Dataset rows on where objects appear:
[START]

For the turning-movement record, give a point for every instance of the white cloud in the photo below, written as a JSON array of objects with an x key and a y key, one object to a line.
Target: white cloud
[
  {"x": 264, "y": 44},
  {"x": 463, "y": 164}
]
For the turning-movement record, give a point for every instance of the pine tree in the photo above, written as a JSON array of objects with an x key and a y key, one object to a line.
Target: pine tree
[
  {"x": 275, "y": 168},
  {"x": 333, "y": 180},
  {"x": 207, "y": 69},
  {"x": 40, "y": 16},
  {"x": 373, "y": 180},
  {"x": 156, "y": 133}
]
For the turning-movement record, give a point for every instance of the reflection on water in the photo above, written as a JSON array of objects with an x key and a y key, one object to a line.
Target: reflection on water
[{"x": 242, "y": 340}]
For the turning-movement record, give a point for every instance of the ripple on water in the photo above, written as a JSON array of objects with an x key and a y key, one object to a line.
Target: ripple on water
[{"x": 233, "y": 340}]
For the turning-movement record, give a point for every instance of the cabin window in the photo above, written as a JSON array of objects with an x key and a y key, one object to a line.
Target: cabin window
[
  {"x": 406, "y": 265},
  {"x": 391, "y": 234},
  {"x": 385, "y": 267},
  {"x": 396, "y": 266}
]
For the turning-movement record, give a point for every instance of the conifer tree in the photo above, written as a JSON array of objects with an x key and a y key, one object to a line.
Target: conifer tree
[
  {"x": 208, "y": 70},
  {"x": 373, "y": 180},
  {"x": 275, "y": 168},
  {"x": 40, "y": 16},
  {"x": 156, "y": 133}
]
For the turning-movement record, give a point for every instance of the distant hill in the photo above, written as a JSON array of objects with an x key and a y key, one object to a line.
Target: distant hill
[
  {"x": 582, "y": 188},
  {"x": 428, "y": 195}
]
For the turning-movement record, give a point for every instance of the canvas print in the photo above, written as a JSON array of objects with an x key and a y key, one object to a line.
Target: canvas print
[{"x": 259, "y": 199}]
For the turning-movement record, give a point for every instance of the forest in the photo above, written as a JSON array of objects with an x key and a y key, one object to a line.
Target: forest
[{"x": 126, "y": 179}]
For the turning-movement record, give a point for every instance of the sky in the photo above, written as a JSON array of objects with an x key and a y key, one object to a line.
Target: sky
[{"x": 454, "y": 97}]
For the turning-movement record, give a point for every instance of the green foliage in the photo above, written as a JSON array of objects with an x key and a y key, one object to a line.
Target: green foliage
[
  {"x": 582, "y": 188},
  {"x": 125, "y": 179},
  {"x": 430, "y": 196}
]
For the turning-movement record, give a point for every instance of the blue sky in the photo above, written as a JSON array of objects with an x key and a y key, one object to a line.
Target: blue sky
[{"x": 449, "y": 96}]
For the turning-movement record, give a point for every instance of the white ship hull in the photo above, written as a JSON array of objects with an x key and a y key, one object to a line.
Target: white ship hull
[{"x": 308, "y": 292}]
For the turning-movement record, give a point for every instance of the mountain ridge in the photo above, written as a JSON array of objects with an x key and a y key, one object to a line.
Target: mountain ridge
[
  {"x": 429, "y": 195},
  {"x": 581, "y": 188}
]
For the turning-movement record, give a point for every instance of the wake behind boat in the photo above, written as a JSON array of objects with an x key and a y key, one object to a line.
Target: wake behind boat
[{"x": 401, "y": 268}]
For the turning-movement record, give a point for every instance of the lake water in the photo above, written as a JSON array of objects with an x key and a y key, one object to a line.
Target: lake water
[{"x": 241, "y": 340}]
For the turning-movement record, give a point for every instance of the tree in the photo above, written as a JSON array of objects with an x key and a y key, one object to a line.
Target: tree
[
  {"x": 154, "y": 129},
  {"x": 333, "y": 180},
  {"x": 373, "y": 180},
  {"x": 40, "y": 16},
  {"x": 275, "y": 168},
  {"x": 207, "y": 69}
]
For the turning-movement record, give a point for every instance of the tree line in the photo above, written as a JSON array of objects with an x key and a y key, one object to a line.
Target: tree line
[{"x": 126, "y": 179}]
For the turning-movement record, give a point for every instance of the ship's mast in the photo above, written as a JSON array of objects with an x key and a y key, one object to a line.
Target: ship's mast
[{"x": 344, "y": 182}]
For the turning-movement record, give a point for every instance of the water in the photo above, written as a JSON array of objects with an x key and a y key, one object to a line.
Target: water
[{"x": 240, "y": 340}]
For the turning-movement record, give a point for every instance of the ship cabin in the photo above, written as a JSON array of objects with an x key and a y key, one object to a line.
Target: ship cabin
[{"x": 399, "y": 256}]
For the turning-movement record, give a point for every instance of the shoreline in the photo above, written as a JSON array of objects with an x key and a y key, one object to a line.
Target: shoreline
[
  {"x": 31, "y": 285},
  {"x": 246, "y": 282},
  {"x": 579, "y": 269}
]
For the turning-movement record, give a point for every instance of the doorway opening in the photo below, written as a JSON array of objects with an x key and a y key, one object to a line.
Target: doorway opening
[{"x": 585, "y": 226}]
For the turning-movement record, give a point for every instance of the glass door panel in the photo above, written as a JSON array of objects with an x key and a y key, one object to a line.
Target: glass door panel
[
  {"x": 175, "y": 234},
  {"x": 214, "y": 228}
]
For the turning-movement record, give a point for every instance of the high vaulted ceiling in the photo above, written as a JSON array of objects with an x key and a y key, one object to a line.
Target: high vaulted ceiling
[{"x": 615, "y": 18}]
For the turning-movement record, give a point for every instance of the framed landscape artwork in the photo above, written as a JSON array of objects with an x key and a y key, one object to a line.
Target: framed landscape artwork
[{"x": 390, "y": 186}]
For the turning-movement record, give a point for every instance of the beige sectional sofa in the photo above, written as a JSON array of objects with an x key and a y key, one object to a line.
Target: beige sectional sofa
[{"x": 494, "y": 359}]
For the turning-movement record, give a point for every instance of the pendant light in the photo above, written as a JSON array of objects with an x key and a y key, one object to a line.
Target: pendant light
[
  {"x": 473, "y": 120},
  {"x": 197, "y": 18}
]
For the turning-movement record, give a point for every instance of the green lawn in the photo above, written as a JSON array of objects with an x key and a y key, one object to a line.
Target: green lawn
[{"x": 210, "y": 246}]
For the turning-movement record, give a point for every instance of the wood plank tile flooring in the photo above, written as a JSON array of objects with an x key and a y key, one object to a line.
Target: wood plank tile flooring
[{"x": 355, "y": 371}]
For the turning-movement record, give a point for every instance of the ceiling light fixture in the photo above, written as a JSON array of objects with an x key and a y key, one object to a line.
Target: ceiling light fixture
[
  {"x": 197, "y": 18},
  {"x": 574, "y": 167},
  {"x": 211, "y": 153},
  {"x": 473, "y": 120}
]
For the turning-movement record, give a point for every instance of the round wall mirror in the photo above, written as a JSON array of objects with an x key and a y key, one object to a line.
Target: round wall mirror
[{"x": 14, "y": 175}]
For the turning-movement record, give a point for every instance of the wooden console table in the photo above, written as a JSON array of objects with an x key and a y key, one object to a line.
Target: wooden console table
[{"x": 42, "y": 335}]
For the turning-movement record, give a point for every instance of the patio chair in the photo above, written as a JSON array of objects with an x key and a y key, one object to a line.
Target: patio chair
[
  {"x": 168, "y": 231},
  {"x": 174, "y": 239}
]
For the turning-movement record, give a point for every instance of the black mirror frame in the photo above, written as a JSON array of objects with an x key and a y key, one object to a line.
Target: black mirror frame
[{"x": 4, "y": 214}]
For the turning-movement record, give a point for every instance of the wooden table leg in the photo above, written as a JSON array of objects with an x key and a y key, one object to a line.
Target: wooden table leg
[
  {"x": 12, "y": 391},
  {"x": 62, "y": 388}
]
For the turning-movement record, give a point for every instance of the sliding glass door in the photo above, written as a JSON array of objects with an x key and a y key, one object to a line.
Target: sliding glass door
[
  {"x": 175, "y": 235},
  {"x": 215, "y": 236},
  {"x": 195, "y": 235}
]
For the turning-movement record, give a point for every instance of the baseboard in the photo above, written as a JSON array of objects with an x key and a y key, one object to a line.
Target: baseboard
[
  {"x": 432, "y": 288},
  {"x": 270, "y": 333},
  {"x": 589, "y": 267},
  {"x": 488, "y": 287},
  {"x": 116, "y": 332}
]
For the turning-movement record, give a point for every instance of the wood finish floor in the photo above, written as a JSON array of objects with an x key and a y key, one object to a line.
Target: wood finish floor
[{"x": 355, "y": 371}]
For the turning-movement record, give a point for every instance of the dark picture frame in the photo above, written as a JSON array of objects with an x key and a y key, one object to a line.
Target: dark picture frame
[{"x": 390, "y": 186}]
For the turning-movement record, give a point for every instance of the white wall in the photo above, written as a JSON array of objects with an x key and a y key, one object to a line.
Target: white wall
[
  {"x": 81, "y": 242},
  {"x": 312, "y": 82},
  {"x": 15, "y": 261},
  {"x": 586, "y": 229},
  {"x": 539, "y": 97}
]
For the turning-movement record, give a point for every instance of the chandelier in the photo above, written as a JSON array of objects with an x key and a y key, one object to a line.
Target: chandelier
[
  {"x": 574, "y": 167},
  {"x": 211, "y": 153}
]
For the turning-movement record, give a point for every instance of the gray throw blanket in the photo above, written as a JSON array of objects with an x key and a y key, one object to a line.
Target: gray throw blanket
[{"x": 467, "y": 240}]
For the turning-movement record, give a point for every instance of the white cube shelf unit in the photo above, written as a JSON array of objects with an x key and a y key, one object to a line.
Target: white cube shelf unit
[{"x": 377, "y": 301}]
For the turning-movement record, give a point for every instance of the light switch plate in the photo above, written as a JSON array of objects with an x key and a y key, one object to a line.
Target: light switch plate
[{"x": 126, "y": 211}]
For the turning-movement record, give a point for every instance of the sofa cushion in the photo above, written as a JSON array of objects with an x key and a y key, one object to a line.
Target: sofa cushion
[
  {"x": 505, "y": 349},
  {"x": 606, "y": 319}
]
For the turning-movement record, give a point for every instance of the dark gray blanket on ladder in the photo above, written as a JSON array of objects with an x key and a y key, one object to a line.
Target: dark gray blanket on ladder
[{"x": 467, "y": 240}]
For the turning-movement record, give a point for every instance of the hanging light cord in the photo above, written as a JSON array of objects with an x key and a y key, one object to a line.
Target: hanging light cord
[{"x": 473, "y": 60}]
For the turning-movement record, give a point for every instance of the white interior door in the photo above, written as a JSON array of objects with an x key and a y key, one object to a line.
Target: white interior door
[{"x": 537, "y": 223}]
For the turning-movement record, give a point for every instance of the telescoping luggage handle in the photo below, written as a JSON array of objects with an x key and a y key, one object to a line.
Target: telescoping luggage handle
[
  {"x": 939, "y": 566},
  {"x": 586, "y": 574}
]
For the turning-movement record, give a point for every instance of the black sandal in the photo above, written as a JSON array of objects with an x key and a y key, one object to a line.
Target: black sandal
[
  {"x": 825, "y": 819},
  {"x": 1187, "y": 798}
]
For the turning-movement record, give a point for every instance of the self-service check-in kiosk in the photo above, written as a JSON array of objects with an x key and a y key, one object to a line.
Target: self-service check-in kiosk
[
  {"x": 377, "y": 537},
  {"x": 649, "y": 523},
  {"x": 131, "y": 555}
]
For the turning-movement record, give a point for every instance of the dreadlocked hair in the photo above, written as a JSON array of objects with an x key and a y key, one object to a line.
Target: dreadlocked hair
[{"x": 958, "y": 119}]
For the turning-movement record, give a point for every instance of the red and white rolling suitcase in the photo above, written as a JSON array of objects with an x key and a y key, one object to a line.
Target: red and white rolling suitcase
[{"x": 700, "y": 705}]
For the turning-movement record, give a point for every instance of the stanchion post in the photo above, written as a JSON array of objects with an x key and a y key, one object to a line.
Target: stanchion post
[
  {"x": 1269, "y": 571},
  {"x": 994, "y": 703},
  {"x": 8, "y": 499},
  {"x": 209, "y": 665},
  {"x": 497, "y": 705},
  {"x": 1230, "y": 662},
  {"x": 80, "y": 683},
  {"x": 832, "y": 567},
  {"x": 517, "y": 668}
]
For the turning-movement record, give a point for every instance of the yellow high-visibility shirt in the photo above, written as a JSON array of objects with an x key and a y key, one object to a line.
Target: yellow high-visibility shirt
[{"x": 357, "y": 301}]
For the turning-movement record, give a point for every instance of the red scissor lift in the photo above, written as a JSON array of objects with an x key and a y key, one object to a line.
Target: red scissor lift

[END]

Output an exact copy of the lines beginning at the one that holds "the black sandal" and running through the final line of the records.

**Reply:**
For the turning-movement record, give a point for every instance of the black sandal in the photo above, written as a JSON array of objects with an x key and a y key, one object to a line.
Target: black sandal
[
  {"x": 825, "y": 819},
  {"x": 1187, "y": 798}
]
For the turning-movement record, give a point for every instance of the self-service check-in kiosk in the photo above, written as a JSON array of objects with an x key and a y key, one object to a line.
Target: self-service check-in kiosk
[
  {"x": 377, "y": 537},
  {"x": 649, "y": 523},
  {"x": 131, "y": 555}
]
For the turning-movement record, give a point for every instance of the dreadlocked hair in the photo above, written as a JSON array of objects with an x key and a y key, one object to a line.
Target: dreadlocked hair
[{"x": 958, "y": 119}]
For the turning-movement record, give a point for every instance of the red and white rolling suitcase in the photo above, written as a JSON array of objects with an x key and a y key, one object to a line.
Target: red and white rolling suitcase
[{"x": 700, "y": 705}]
For the turning-movement record, give a point for every instance of the stanchion post in the photo above, written as a JSON array of objects with an x key and a y key, one object to a line.
Target: stanchion post
[
  {"x": 1269, "y": 571},
  {"x": 994, "y": 703},
  {"x": 8, "y": 499},
  {"x": 209, "y": 665},
  {"x": 497, "y": 705},
  {"x": 1230, "y": 662},
  {"x": 80, "y": 683},
  {"x": 832, "y": 567},
  {"x": 517, "y": 668}
]
For the turning-movement record, give a point for every instance of the yellow high-visibility shirt in the photo above, written as a JSON array of objects with an x key and a y key, one object to a line.
Target: yellow high-visibility shirt
[{"x": 357, "y": 301}]
For the turning-movement record, give a point for every instance of the red scissor lift in the photo above, written as a JSON array of objects with an x key and a y key, one object to a line.
Target: red scissor lift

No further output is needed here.